Task directions: Please extract every line of the data below that contains the word "young", copying each such line in full. Case counts.

Material for the task:
☆ ☆ ☆ ☆ ☆
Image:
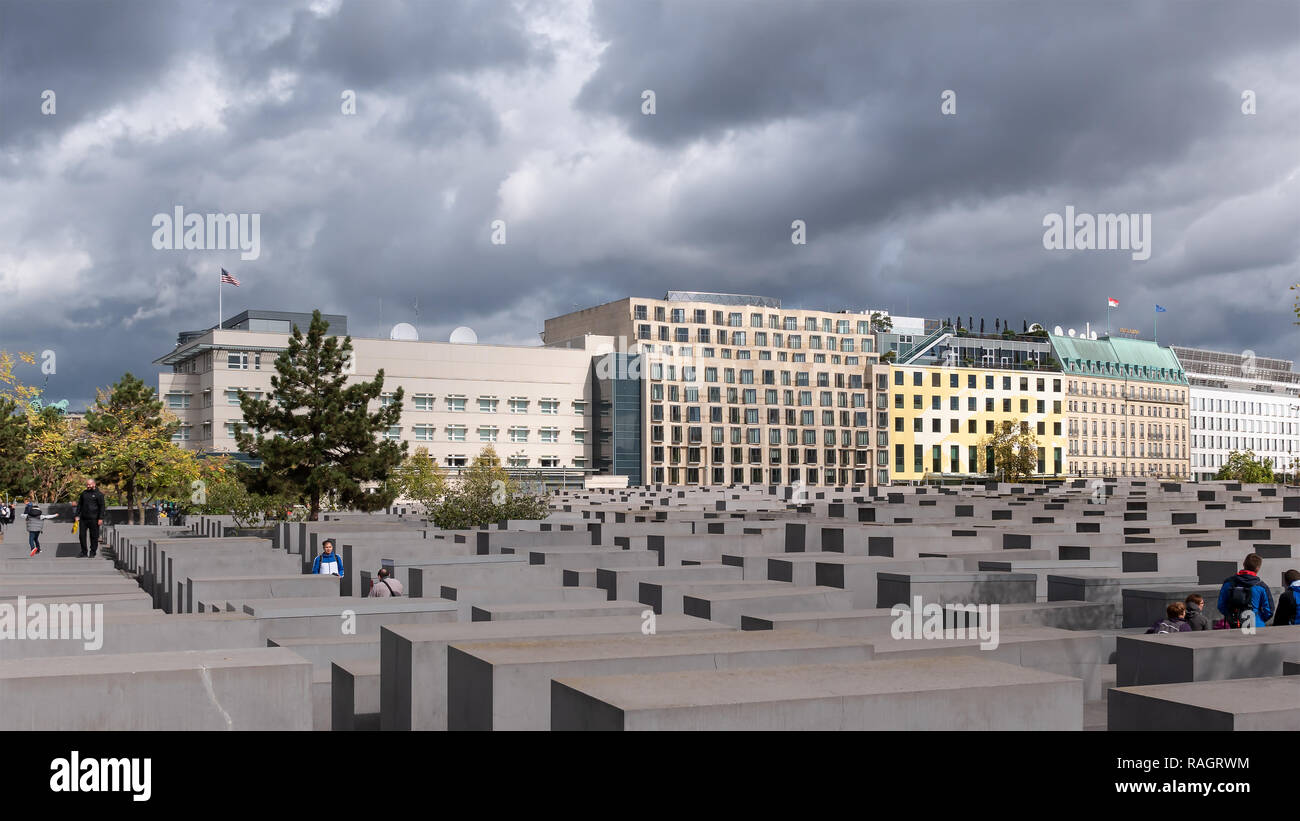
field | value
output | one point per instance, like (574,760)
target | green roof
☆ ☆ ☆ ☆ ☆
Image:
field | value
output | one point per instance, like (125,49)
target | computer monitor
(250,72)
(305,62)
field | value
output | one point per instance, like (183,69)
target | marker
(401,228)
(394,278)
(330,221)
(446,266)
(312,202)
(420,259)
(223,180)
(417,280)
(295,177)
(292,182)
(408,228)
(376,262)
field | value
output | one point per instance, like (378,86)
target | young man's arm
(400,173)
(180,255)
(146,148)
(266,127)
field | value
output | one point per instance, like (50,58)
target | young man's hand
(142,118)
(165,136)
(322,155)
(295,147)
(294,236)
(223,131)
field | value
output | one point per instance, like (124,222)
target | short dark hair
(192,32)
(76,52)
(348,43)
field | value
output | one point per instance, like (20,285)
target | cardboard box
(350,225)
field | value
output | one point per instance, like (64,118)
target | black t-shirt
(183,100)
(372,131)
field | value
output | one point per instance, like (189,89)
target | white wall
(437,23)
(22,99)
☆ ☆ ☆ ☆ ☆
Expected answer:
target | young man's arm
target | young man's hand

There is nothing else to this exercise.